[begin Supplied data]

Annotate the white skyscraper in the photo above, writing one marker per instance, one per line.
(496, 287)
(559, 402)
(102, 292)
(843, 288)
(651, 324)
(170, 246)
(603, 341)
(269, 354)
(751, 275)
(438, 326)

[end Supplied data]

* **Exercise instructions**: Pull every line out of the material above and reproduce each one character for character, in its original order.

* **Response below**:
Annotate the white skyscraper in the photo above, writing one marker per instance, one per line.
(496, 287)
(559, 402)
(102, 292)
(843, 288)
(651, 324)
(170, 246)
(603, 341)
(269, 354)
(751, 275)
(438, 326)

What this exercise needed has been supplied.